## WORK REQUIRED
Return every line of the records that includes the string "wall".

## DATA RECORDS

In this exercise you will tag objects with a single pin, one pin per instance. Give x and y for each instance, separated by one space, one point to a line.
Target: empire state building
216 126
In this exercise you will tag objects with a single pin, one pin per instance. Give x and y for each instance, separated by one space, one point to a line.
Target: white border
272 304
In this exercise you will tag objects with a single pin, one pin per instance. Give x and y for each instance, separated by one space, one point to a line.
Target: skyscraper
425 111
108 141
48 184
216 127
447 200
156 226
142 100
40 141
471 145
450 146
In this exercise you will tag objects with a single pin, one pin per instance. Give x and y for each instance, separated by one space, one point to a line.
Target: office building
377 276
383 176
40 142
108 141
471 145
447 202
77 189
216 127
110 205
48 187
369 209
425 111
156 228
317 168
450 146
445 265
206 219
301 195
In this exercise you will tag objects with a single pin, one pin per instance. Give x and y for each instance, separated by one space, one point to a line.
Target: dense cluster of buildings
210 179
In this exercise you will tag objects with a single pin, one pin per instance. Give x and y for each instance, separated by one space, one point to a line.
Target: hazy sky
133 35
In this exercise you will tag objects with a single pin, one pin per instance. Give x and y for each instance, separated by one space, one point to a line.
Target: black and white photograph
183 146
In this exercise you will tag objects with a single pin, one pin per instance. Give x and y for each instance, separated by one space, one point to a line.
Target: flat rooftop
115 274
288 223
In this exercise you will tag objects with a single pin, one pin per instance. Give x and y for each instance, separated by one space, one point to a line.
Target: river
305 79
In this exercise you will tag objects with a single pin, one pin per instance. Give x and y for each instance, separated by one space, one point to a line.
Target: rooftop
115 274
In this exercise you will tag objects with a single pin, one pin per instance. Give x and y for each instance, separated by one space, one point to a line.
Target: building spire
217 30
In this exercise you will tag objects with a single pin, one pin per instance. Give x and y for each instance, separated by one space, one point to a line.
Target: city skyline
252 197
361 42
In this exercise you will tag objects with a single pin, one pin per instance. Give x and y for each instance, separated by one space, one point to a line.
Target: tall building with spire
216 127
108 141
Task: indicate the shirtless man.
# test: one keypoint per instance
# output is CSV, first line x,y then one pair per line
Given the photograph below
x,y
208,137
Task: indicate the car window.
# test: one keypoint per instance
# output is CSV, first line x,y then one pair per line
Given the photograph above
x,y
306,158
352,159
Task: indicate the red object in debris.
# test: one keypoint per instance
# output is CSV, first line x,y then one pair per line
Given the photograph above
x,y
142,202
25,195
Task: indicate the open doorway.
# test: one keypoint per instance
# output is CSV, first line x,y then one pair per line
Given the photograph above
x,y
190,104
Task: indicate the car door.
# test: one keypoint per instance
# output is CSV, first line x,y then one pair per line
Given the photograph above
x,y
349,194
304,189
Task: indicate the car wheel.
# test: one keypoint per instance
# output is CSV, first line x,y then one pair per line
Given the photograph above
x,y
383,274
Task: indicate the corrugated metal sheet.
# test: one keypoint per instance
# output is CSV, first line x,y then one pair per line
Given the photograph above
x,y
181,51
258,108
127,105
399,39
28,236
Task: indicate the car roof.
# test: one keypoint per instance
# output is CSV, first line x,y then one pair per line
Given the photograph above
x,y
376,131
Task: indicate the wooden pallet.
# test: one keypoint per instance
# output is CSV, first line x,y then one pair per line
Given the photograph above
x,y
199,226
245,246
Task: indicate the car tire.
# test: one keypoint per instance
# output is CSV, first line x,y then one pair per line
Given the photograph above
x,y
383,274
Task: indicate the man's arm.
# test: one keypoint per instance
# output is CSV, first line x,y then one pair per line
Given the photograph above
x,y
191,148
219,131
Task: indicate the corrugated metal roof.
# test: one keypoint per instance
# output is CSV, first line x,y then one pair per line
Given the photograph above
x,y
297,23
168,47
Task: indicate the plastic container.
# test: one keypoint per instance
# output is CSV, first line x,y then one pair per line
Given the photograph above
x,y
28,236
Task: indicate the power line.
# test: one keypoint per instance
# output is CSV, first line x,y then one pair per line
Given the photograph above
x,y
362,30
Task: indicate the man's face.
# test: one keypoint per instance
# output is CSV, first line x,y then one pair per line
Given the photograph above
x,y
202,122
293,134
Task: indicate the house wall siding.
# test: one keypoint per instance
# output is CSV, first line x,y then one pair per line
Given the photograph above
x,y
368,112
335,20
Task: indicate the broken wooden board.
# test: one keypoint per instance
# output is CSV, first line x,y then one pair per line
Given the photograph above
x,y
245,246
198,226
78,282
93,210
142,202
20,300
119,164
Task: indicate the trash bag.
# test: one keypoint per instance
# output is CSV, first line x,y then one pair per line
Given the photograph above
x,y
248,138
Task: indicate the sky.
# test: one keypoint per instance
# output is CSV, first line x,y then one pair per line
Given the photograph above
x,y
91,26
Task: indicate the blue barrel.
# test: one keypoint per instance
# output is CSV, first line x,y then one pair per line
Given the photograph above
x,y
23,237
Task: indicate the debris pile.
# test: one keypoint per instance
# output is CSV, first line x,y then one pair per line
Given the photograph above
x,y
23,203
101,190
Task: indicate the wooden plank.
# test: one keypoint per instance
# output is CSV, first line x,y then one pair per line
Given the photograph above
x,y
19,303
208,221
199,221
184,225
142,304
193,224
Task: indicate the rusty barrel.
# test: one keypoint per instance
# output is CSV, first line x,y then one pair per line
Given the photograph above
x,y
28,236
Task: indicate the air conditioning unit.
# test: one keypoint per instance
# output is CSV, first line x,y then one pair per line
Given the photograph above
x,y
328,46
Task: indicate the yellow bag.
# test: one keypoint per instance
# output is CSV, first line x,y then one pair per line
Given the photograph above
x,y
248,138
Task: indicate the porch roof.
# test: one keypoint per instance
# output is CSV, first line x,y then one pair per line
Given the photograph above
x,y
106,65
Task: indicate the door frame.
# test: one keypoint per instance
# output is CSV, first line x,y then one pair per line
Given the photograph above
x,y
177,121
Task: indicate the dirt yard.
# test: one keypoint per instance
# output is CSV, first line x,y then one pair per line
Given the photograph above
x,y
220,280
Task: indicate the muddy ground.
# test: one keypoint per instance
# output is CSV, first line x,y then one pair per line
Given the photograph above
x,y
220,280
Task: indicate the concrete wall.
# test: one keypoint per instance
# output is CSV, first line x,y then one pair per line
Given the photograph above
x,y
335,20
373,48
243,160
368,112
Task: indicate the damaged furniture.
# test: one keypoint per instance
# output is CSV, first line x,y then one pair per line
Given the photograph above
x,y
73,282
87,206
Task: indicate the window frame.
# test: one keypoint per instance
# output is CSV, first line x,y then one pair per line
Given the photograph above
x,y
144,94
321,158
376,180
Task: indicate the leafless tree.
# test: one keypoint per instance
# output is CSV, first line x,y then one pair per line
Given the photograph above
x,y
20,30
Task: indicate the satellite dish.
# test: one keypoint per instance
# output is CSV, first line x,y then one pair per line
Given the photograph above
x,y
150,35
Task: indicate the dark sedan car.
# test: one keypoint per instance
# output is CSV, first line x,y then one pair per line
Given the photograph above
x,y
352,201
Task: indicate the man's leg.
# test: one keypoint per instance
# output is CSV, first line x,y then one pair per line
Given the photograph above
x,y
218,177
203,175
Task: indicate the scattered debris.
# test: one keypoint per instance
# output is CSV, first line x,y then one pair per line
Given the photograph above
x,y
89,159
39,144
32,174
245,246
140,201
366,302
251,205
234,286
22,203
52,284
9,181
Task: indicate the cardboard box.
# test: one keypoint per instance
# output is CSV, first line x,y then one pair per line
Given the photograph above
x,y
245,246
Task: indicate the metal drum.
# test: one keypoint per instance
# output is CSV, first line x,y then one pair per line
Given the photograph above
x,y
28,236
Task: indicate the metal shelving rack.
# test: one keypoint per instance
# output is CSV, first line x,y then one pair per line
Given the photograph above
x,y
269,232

## TASK RESPONSE
Task: indicate the house wall siding.
Task: indicate the concrete wall.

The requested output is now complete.